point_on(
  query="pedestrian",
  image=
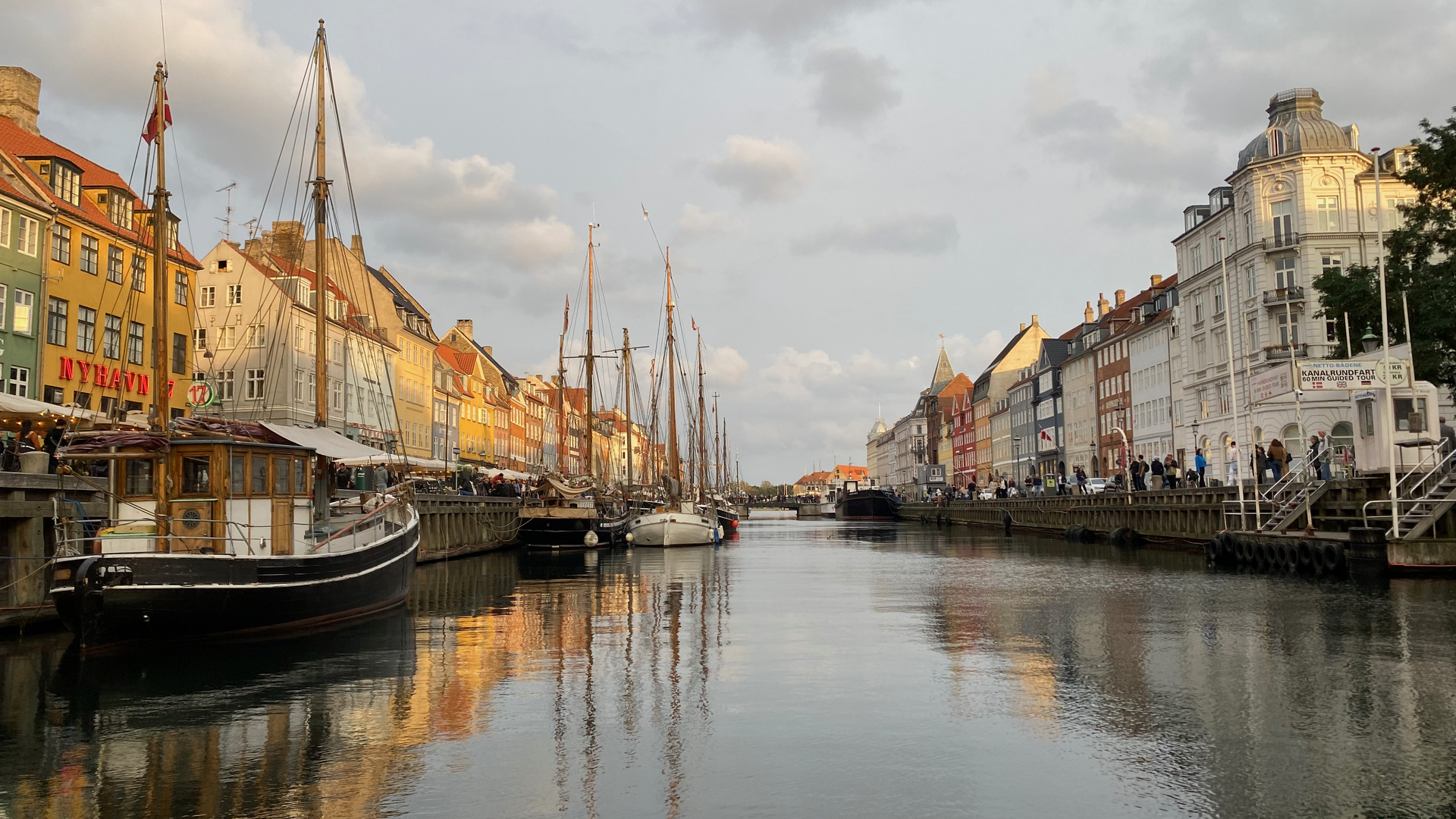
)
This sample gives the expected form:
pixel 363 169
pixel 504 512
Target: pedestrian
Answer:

--------------------------------------------------

### STATED EXERCISE
Convert the data above into a JSON list of strings, with one string for each line and no entries for blank lines. Leave the pictures out of the answer.

### TASK RESPONSE
[
  "point_on(",
  "  query=\"pedestrian\",",
  "  image=",
  ")",
  "This sample gives the expected form:",
  "pixel 363 169",
  "pixel 504 512",
  "Target: pedestrian",
  "Answer:"
]